__Task instructions__.
Return the entries in full, exactly as written.
******************************
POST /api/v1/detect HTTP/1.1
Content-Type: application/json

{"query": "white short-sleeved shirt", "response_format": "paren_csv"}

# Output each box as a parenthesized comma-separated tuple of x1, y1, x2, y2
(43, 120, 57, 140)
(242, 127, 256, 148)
******************************
__Response to this task__.
POST /api/v1/detect HTTP/1.1
Content-Type: application/json

{"query": "white short-sleeved shirt", "response_format": "paren_csv"}

# Output each box as a parenthesized comma-separated tuple of x1, y1, x2, y2
(43, 120, 57, 140)
(242, 127, 256, 148)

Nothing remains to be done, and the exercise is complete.